Task requirements:
Tally the lines in the records below that contain the string "sign". Give only the number.

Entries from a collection
▼▼▼

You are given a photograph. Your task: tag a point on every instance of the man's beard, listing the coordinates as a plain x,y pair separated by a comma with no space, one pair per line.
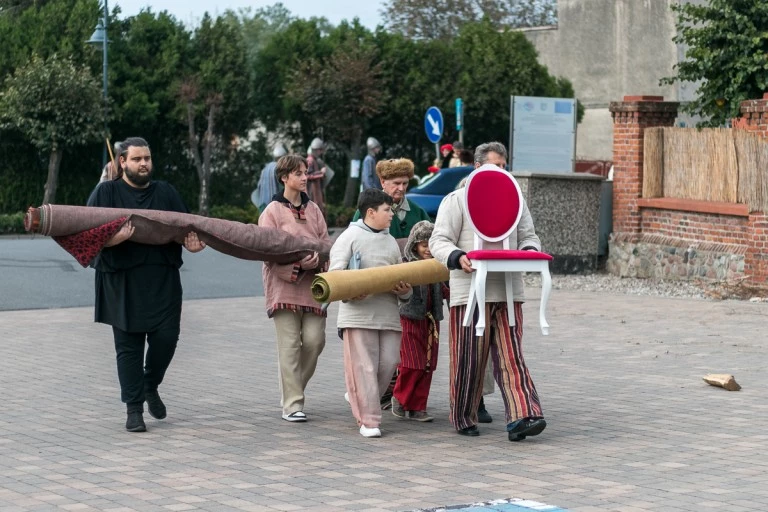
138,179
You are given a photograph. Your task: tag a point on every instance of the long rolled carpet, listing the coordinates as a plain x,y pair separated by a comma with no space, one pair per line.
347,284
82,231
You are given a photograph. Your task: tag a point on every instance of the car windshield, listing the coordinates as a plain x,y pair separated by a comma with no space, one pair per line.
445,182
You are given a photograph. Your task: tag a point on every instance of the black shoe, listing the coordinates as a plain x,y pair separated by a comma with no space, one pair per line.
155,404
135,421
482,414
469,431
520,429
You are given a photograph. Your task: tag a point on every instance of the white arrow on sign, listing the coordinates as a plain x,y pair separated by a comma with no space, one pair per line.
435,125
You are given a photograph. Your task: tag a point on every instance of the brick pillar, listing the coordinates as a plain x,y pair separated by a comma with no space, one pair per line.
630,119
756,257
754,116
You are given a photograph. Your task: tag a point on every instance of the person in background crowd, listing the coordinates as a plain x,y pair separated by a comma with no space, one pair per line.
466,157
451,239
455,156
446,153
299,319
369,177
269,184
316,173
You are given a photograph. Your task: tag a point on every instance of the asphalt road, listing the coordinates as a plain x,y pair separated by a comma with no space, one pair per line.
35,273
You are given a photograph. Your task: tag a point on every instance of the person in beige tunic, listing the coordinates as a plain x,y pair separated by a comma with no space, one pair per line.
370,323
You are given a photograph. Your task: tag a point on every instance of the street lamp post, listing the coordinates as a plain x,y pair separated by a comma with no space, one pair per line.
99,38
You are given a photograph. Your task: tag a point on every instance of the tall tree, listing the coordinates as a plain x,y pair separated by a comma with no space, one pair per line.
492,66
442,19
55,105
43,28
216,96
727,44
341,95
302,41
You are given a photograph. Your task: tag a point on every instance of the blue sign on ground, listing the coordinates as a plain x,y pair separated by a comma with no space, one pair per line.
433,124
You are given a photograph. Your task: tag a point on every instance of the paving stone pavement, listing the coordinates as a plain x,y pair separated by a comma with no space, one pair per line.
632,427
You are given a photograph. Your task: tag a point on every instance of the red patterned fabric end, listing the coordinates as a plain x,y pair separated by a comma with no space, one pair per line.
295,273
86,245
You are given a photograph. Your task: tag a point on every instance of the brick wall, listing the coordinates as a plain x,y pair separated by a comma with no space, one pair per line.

▲▲▲
▼▼▼

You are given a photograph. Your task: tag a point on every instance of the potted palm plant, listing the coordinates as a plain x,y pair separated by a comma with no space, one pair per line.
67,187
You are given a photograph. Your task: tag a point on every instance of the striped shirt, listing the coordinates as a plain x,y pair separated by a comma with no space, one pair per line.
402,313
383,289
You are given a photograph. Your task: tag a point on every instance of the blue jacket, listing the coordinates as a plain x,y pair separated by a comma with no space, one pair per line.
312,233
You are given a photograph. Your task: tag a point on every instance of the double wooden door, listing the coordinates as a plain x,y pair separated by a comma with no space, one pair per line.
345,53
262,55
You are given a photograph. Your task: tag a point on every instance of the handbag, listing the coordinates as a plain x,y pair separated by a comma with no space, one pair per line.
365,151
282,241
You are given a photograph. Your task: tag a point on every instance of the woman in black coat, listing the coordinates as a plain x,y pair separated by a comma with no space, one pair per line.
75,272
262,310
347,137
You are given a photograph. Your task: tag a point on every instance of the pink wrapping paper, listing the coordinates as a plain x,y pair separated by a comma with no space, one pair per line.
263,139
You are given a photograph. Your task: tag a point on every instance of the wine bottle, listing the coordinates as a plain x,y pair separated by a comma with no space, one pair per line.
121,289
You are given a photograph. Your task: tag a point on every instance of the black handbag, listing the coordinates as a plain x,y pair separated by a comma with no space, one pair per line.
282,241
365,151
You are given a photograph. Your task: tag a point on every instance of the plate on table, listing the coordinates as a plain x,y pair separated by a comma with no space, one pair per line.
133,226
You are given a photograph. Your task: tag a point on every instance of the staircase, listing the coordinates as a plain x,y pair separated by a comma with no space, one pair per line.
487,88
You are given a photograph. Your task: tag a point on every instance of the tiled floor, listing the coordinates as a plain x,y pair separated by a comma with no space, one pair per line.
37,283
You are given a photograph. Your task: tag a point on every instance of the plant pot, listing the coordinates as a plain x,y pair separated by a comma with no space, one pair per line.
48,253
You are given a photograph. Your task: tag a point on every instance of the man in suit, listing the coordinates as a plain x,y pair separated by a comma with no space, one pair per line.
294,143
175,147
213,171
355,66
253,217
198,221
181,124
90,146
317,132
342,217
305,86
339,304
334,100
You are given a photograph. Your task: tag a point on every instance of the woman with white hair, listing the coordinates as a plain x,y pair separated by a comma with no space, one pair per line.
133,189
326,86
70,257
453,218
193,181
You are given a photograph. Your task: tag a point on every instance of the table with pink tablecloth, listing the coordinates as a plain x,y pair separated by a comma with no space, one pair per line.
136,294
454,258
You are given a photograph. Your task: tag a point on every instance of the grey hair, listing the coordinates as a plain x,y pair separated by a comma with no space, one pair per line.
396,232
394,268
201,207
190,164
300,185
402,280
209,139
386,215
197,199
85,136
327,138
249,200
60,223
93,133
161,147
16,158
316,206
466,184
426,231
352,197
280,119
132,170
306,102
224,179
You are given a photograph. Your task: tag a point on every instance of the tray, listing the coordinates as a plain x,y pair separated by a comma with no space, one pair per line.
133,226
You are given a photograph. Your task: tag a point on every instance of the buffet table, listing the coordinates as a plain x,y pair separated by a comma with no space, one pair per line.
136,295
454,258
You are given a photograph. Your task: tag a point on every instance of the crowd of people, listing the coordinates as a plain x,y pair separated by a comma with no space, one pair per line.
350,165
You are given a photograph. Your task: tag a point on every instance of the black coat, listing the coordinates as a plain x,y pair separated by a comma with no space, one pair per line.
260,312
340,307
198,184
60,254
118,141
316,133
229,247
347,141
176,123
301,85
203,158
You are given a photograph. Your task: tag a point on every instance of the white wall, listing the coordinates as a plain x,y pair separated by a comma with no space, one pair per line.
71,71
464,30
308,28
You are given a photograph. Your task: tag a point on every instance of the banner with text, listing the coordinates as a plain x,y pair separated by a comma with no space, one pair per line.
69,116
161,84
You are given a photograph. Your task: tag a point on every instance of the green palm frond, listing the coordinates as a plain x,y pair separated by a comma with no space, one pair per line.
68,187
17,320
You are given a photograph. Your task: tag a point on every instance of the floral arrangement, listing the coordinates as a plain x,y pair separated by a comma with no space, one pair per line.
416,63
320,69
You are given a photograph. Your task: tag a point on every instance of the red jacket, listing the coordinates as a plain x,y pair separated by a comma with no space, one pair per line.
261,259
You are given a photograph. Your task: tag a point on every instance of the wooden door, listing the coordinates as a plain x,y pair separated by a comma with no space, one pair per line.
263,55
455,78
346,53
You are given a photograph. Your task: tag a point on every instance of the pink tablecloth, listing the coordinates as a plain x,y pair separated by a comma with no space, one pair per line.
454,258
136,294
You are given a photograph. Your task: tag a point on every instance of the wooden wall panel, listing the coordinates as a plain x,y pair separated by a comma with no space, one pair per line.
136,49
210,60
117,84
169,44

▲▲▲
▼▼▼

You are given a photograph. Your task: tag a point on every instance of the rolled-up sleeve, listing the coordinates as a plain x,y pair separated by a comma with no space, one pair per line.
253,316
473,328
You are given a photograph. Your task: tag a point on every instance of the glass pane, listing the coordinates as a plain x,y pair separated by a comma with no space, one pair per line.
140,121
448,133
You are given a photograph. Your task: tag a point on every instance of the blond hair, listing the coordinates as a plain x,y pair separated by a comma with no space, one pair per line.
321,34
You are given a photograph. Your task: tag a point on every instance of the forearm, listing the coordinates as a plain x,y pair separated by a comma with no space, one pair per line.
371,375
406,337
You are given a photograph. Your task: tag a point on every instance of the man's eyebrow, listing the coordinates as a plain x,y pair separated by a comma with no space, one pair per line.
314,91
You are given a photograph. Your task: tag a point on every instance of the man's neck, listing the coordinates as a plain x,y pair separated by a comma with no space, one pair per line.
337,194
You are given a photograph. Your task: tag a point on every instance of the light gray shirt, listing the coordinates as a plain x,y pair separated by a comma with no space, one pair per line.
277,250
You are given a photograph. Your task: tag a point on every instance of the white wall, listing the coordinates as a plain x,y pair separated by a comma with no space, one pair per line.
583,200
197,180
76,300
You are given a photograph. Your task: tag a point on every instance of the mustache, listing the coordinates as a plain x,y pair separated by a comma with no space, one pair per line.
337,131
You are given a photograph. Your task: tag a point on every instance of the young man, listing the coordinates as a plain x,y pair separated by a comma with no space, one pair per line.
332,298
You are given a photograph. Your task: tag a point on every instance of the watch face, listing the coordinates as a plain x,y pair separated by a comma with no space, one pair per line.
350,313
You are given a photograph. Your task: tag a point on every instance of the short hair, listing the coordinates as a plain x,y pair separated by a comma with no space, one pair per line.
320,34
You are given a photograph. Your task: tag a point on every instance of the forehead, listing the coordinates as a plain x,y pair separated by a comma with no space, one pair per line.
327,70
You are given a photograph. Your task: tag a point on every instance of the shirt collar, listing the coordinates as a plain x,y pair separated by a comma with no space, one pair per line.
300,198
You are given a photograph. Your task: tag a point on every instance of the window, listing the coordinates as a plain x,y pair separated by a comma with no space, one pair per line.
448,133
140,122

▲▲▲

Correct result:
2